> [Stated exercise]: Every entry must be copied word for word.

> [Saved data entries]:

-.-.-

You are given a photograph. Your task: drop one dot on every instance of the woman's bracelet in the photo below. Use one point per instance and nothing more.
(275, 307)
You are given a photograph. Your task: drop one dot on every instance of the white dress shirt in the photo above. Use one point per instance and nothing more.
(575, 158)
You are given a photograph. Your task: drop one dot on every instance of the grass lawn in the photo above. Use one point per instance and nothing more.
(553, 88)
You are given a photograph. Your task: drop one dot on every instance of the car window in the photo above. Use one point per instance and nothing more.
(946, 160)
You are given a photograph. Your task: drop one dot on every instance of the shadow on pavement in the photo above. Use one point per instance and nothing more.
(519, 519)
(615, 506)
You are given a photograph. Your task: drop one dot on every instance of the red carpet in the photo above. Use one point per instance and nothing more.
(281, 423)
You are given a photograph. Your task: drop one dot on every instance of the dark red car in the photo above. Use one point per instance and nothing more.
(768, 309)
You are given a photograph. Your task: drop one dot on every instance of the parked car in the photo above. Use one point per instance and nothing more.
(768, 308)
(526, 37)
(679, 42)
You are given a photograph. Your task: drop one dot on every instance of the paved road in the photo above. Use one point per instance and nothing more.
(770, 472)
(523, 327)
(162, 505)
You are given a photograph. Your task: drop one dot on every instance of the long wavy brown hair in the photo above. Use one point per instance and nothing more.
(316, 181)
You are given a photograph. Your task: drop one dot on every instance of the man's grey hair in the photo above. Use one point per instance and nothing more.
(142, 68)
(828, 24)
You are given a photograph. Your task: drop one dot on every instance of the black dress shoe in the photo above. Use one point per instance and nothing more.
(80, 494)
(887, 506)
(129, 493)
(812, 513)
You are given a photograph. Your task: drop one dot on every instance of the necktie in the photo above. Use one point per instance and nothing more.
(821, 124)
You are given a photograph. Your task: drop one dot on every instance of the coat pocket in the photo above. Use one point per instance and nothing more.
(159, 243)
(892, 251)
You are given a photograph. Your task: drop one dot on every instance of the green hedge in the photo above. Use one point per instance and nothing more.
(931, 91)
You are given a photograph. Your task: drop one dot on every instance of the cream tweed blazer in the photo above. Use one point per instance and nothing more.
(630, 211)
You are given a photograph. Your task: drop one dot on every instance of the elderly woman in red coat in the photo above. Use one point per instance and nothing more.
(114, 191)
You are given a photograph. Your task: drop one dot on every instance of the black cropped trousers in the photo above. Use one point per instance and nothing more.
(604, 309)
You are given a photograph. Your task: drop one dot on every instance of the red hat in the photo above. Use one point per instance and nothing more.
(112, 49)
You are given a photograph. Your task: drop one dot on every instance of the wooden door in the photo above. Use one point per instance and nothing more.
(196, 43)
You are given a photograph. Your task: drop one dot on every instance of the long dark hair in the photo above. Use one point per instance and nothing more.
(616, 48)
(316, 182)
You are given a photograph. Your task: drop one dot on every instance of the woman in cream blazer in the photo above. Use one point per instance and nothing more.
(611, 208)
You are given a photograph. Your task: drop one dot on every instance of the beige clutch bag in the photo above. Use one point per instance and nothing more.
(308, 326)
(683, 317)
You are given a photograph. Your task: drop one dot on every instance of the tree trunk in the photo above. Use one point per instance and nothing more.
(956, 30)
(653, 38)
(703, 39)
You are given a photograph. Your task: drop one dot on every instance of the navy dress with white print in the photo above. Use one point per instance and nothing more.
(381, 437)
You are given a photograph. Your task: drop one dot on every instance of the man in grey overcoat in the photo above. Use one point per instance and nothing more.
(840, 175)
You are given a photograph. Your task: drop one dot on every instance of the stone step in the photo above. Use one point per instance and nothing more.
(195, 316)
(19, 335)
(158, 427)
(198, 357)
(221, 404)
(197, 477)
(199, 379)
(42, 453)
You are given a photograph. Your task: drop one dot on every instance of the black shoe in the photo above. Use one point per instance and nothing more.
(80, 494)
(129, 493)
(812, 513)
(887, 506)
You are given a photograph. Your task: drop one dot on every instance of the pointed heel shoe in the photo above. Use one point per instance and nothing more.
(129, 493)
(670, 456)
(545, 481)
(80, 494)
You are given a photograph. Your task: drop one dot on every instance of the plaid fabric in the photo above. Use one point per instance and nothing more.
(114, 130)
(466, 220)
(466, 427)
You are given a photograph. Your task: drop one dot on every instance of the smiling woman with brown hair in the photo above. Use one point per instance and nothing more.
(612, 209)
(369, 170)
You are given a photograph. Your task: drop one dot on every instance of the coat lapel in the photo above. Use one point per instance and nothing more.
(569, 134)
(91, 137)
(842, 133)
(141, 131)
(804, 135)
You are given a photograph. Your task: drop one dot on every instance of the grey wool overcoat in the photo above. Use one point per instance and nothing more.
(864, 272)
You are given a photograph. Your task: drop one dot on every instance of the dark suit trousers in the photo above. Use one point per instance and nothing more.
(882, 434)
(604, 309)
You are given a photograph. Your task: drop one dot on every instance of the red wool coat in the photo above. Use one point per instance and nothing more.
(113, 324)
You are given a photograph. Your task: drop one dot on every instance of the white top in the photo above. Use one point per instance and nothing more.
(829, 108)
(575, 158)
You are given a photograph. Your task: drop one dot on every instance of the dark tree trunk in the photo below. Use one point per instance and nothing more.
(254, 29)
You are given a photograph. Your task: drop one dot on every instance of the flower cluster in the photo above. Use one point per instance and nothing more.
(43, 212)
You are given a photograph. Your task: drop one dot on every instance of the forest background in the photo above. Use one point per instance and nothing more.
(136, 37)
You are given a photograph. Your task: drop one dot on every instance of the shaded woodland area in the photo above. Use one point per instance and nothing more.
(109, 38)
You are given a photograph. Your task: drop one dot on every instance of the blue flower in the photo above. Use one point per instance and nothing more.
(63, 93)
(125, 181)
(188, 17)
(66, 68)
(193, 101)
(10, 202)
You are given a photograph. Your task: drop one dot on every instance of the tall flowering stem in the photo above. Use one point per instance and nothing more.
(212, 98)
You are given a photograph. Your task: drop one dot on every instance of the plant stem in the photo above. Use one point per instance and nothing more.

-.-.-

> [Exercise solution]:
You are given a photograph. Your task: drop one dot on every instance of the woman's bracelet in the photo below. Use one point per instance and nothing more.
(275, 307)
You are given a photograph. Your task: drop one dot on every instance of the white dress shirt in the photo above. Use one point per instance and nothing more.
(575, 158)
You are given a photograph. Your task: drop one dot on every instance of the grass lawn in the photo above. Use one point per instance and nothing more.
(553, 88)
You are given a photograph. Your task: drop one dot on every instance of the car window in the photo above. Use one point per instance and nothing more.
(946, 160)
You are given a photograph. Your task: drop one dot on every instance of the shadow on pavement in the photo above. Use one point per instance and nothing more.
(519, 519)
(615, 506)
You are given a photograph. Your task: drop one dot on every instance of the red carpet in the photo above. Use one point per instance and nothing more.
(281, 423)
You are given a photograph. Your task: drop one dot on every instance of the dark red car in the photo above. Use one point per instance and nothing more.
(768, 309)
You are given a photograph. Your task: drop one dot on every instance of the parked car in the photo above. Use one point per instance and nothing more.
(768, 308)
(526, 37)
(679, 42)
You are given a photograph. Your task: drop one dot on every instance of the paved road in the photo above. Use one point per instance and nothing more.
(770, 472)
(523, 327)
(162, 505)
You are given a photograph. Your task: drop one dot on every instance of the long wavy brown hair in the photo above. Use one point per instance and nothing more.
(316, 181)
You are given a photograph. Your task: drop one dot on every instance of the man's grey hair in the photo above. Use one point per instance and nothing more.
(142, 68)
(828, 24)
You are given a photograph. Your task: drop one dot on every instance of the black dress shoe in the photo above. Use one point per instance and nothing more.
(80, 494)
(887, 506)
(129, 493)
(812, 513)
You are given a photograph. Your task: drop one dot on every instance of the necktie in the photo above. Use one point per instance and nothing more.
(821, 124)
You are given a photograph. Your task: drop one dot on every instance of the coat pocket in the photo above. Use one point per instance and nothing more.
(159, 243)
(892, 251)
You are given a photograph. Your task: drop one dot on every instance of the green hedge in the photo above. Use one point per instance and nothing more.
(931, 91)
You are given a photograph. Your task: drop one dot on every instance of the cream tweed blazer in the photo above. Use one point per instance and nothing more.
(630, 211)
You are given a photograph. Your task: drop one dot on every instance of the elderly woman in red coat in the photo above. Use one point per instance and nothing more.
(114, 191)
You are given a photograph. Your task: drop one dot on every instance of the black cropped trousers in the photo above. Use one point per instance and nothing more.
(604, 309)
You are given a photograph. Your task: drop one dot on every instance of the red hat in the photo above. Use one point per instance and nothing more.
(112, 49)
You are given a photograph. Your task: drop one dot on every instance of the wooden door in the photo above. Use one point per instance and nothing more.
(196, 43)
You are given a photograph. Your task: drop one dot on every instance of the long dark hair in the photo above. Use one point per instance and nothing more.
(616, 48)
(316, 182)
You are given a photograph. Your task: drop one dot on every instance of the woman in cream blazer in the photo above. Use one point per instance and nothing more.
(611, 208)
You are given a photograph. Your task: drop one dot on every instance of the beige clutch bag in the photo above. Use one point per instance and nothing more.
(308, 326)
(683, 317)
You are given a photograph. Your task: drop one dot on every instance of the tree trunk in the photo above. Use one point per instance and nothing more.
(956, 30)
(653, 38)
(703, 39)
You are given a photograph. Your task: drop one dot on every instance of the navy dress with white print in the photo above. Use one point per instance and nothing more.
(381, 437)
You are given a photograph. Your task: drop one dot on every instance of the man in grey overcoat in the photo above. Use one point per instance and nothing more.
(840, 175)
You are given a photograph. Your task: drop one dot on every instance of the stone step in the photo above. Use one point per instance and nothing more.
(195, 316)
(19, 335)
(158, 427)
(198, 357)
(221, 404)
(197, 477)
(199, 379)
(42, 453)
You are given a photograph. Your task: drop one dot on every instance of the black shoe in the photo above. Use one point per instance and nothing more.
(80, 494)
(129, 493)
(812, 513)
(887, 506)
You are given a photograph. Your task: drop one dot on every instance of the pointed heel shoe in the photo above. Use one point per instance and nothing more.
(129, 493)
(670, 456)
(545, 481)
(80, 494)
You are given a photograph. Your task: drop one dot on every instance of the plaid fabric in the photo above. Use one point per instance and nothing more.
(114, 130)
(466, 220)
(466, 427)
You are given a photograph. Your task: drop one dot on every instance of the smiling woman with brown hair in the photo above. Use one point per instance and nothing more.
(612, 209)
(369, 170)
You are given a photograph. Your task: drop one dot on every instance of the coat lapel in the photo above. Use one point per instance and nothing more.
(569, 134)
(91, 137)
(842, 133)
(141, 131)
(804, 135)
You are given a photograph. Your task: drop one dot on every instance of the grey wool overcoat in the photo above. Use one point per instance and nothing more.
(864, 272)
You are given a photograph. Your task: drop one dot on every instance of the dark suit trousers in the photo above. Use one point per instance and nothing more.
(882, 434)
(604, 309)
You are given a photograph. Your task: drop one dot on every instance of the red wool coat in the photo above. Use one point per instance and nothing more.
(113, 324)
You are given a photograph. Your task: drop one dot on every instance of the white top in the photo above. Use one point per instance and nothing more.
(829, 108)
(575, 158)
You are given a photograph. Your task: drop one dot on every instance of the dark tree trunk in the photo below. Use one point per instance and nothing more.
(254, 29)
You are given a photograph. Your task: drop one dot on every instance of the flower cluster in the photo above. Use one point per instance and nothing more.
(43, 212)
You are given a photograph. Your task: drop one dot on every instance of the forest background in the photo above. Use one point per instance and nothing more.
(136, 37)
You are given a photograph. Your task: drop one dot on every instance of the shaded woodland area in the photo above. Use one point per instance and nothing more.
(109, 38)
You are given a photograph. Your task: drop one dot on every instance of the blue flower in the photo above. Use one point per instance and nothing more.
(63, 93)
(125, 181)
(188, 17)
(66, 68)
(193, 101)
(10, 202)
You are given a photograph. Your task: drop one dot on every instance of the tall flowering stem in the photo above. Use one point per instance and nothing more.
(212, 98)
You are given a photograph. Your task: drop one dot on every instance of the plant stem in the photo above. Use one point per instance and nothing more.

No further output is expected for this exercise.